**Task set**
• a. Answer these questions about the comp_simplify diff:
(i) Which file does the comp_simplify diff change?
(ii) In the removed lines, what does $t < t$ transform into?
(iii) In the removed lines, what does $t_1 \geq t_2$ transform into?
• b. Extend the comp_simplify diff, starting right after its final line.

Suggestion to make comp_simplify rule easier to understand

spec/rule_list.tex

@@ -1494,17 +1494,17 @@ $≈$.
 
 The possible transformations are:
 \begin{itemize}
-    \item $t_1 < t_2 ⇒ \varphi$ where $t_1$ and
-    $t_2$ are numerical constants and $\varphi$ is $\top$ if $t_1$ is
-    strictly greater than $t_2$ and $\bot$ otherwise.
-    \item $t < t ⇒ \bot$
-    \item $t_1 \leq t_2 ⇒ \varphi$ where $t_1$ and
-    $t_2$ are numerical constants and $\varphi$ is $\top$ if $t_1$ is
-    greater than $t_2$ or equal and $\bot$ otherwise.
-    \item $t \leq t ⇒ \top$
-    \item $t_1 \geq t_2 ⇒ t_2 \leq t_1$
-    \item $t_1 < t_2 ⇒ \neg (t_2 \leq t_1)$
-    \item $t_1 > t_2 ⇒ \neg (t_1 \leq t_2)$
+    \item $t_i < t_{i+1} ⇒ \varphi$ where $t_i$ and
+    $t_{i+1}$ are numerical constants and $\varphi$ is $\top$ if $t_1$ is
+    strictly greater than $t_{i+1}$ and $\bot$ otherwise.

**Supplied data**
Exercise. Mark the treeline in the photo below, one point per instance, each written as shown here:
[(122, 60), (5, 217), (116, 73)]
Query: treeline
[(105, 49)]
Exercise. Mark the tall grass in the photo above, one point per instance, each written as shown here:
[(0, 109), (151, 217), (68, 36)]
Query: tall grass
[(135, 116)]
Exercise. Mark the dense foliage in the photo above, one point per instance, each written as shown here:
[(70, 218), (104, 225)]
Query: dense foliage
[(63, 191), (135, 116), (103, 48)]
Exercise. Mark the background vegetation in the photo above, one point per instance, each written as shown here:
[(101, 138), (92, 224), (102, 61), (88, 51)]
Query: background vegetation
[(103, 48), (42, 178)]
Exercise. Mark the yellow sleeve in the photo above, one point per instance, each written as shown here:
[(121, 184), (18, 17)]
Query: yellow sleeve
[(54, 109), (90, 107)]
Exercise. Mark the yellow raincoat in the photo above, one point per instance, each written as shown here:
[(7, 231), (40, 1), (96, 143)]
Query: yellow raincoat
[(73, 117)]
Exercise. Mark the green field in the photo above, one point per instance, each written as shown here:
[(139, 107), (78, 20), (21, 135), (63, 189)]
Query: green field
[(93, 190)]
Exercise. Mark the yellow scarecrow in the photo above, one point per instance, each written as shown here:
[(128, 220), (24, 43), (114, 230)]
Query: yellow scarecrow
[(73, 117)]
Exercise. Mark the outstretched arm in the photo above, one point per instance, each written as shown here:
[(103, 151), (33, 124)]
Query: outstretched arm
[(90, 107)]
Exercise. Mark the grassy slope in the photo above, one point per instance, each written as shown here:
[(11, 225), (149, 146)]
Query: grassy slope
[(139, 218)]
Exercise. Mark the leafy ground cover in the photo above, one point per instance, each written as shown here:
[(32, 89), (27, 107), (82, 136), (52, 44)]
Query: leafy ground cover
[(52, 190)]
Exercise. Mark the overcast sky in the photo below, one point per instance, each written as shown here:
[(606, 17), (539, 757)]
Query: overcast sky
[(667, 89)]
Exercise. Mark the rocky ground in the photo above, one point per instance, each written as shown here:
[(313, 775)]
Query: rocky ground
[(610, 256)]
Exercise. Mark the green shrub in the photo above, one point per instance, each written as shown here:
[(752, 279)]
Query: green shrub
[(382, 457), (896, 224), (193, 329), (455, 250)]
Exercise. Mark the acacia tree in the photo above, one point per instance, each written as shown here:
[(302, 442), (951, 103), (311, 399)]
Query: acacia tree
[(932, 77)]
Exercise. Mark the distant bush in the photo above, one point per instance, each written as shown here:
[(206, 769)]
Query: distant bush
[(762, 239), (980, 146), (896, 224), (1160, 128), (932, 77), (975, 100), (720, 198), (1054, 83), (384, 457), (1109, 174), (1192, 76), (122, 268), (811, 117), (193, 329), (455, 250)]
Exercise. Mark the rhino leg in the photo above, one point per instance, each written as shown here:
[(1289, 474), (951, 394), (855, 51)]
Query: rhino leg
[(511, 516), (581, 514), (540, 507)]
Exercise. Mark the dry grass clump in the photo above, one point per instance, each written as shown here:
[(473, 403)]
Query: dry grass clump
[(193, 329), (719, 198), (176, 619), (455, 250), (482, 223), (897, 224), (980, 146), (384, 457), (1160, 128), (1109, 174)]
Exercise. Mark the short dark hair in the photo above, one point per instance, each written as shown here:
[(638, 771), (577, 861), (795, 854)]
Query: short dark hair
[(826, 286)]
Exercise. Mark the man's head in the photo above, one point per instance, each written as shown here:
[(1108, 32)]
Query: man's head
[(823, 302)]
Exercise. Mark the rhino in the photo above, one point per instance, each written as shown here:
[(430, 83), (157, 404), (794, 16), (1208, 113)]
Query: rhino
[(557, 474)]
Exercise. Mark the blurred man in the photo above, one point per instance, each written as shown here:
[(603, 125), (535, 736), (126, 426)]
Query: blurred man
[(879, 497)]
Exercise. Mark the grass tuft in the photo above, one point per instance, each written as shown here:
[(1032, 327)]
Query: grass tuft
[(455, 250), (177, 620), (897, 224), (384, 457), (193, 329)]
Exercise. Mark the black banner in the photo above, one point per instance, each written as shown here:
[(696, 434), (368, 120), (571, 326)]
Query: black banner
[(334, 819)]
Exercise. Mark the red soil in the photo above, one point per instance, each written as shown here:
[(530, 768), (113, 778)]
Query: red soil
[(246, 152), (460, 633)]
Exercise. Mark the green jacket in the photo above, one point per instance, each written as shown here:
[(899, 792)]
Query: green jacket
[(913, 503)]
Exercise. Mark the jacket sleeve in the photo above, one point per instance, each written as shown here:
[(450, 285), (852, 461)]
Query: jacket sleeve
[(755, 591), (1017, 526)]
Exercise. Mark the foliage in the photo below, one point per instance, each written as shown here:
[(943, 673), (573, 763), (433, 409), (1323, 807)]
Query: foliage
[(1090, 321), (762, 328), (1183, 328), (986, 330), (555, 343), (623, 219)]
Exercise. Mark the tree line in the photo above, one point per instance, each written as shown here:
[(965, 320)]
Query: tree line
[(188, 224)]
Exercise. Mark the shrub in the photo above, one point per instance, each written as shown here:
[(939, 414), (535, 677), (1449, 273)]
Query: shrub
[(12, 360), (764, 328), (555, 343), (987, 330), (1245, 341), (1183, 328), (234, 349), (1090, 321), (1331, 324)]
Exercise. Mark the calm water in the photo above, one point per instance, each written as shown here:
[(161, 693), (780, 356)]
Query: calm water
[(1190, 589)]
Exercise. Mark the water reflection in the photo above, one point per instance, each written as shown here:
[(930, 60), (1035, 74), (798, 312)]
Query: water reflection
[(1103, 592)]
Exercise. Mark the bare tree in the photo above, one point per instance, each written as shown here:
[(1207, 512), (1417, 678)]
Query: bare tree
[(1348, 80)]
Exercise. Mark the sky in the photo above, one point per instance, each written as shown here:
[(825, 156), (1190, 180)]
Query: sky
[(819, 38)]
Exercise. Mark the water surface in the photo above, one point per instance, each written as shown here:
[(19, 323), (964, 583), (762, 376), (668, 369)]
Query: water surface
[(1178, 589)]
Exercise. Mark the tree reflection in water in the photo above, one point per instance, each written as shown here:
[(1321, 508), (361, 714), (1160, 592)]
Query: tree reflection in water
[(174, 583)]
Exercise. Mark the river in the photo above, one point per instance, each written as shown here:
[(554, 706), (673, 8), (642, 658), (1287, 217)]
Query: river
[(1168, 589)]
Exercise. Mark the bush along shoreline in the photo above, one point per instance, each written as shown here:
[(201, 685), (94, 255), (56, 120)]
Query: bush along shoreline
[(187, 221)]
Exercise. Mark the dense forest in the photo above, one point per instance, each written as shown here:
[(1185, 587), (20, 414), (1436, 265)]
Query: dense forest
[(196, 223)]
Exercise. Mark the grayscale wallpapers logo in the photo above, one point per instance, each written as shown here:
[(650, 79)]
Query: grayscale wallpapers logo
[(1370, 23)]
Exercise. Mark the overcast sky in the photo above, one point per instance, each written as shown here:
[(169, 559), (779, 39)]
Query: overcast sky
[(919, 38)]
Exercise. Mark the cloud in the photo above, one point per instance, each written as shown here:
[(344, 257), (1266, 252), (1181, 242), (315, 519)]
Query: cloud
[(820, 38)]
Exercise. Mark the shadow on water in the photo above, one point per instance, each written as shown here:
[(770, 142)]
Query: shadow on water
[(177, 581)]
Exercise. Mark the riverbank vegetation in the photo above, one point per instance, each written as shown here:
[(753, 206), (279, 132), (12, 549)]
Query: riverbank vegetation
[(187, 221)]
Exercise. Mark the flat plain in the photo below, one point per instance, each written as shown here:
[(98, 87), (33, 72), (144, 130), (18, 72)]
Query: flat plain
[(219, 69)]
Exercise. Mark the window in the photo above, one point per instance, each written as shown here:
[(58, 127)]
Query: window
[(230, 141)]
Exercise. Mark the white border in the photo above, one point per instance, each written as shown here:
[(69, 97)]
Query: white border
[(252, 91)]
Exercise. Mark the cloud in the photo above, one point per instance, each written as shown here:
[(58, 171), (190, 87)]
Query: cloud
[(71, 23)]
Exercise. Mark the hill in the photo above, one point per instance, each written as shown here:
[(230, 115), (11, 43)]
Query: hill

**Answers below**
• a.
(i) spec/rule_list.tex
(ii) $\bot$
(iii) $t_2 \leq t_1$

• b.
+    \item $t_i < t_i ⇒ \bot$
+    \item $t_i \leq t_{i+1} ⇒ \varphi$ where $t_i$ and
+    $t_{i+1}$ are numerical constants and $\varphi$ is $\top$ if $t_i$ is
+    greater than $t_{i+1}$ or equal and $\bot$ otherwise.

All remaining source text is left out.